start Supplied entries

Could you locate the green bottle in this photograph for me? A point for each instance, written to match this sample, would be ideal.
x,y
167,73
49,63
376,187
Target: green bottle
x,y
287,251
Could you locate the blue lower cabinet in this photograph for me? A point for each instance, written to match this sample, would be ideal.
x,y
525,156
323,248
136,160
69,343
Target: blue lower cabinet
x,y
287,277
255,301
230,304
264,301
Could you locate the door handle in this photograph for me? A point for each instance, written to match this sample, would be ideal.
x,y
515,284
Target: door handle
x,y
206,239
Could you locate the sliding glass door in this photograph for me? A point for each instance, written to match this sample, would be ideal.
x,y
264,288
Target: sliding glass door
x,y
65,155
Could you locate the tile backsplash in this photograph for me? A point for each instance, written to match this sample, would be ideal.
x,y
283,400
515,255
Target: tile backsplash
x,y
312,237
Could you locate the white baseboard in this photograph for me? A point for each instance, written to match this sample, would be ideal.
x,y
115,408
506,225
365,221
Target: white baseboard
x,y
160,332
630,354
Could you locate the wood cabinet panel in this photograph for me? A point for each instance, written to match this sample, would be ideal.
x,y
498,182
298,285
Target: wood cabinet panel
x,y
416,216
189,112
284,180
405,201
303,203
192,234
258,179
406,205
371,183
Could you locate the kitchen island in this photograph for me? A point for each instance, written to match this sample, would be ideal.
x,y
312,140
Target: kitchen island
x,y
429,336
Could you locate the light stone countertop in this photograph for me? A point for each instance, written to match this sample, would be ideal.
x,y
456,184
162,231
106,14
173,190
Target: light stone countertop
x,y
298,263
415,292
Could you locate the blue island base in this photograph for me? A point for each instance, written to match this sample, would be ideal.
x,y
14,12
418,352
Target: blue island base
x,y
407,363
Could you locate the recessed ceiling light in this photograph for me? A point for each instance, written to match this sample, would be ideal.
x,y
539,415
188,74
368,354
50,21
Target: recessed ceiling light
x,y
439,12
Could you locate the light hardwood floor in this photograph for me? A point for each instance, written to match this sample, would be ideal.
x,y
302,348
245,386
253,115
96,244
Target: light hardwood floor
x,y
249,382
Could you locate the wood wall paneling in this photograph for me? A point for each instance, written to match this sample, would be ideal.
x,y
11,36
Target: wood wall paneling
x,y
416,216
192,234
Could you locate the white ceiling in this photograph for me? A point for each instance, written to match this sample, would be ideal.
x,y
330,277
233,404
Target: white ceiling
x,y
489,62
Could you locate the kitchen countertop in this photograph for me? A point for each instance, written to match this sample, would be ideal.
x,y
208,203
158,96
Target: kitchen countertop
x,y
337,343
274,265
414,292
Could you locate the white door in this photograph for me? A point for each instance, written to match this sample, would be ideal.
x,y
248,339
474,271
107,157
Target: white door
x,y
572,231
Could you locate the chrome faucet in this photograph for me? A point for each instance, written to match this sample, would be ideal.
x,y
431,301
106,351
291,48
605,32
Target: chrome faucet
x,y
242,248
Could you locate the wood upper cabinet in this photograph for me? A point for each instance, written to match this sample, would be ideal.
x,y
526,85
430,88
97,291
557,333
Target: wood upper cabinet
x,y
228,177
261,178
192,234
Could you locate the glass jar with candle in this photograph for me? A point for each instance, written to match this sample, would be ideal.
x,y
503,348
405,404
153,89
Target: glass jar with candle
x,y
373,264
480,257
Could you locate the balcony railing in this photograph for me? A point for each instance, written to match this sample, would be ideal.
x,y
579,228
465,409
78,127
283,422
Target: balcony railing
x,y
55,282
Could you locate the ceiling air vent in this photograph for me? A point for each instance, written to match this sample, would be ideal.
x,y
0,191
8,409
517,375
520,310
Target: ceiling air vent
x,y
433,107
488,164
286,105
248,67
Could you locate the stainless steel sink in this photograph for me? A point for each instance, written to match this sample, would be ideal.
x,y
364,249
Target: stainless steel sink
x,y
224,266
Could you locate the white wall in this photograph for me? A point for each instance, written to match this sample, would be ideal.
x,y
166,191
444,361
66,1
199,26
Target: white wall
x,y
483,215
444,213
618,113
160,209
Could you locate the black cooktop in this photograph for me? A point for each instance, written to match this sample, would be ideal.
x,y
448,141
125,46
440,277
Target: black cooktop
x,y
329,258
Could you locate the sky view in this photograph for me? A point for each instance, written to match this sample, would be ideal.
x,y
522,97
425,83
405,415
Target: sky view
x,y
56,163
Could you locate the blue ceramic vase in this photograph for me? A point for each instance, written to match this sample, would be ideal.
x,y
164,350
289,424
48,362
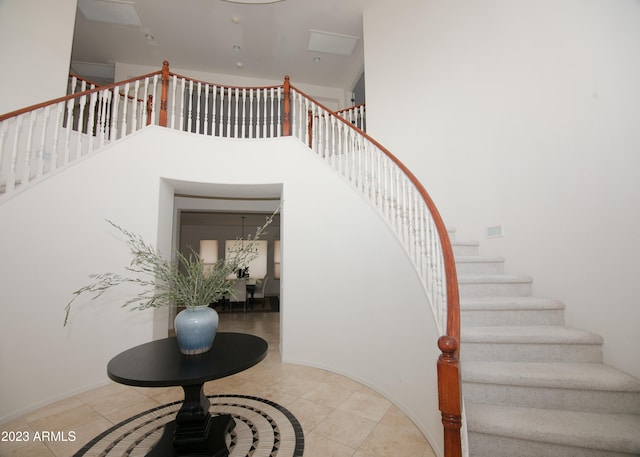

end Supplied entries

Instructions to follow:
Copy out every line above in which the word "sliding" appears.

Answer in full:
Could you locate the sliding glass door in this photograph for me? A point for each instance, written to match this sample, would be ideal.
Target: sliding glass door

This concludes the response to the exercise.